───── EXERCISE INPUT ─────

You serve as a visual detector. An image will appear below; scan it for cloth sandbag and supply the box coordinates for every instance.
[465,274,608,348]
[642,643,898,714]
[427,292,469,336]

─────
───── EXERCISE INPUT ─────

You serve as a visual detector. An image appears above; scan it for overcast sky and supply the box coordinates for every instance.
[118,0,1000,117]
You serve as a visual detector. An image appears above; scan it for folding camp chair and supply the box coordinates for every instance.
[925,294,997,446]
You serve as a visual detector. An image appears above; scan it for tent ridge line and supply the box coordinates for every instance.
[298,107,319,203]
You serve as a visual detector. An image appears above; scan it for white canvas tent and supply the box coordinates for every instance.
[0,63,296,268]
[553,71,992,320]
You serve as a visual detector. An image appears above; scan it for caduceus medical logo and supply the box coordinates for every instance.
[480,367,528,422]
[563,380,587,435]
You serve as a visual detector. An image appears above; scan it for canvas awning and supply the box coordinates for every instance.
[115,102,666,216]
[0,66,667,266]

─────

▶ **INSTRUCTION**:
Count the lines in the material above that contain the string "tent", with uppercase and lowercase treated as different, and give only the number.

▶ **FULL OUTPUT**:
2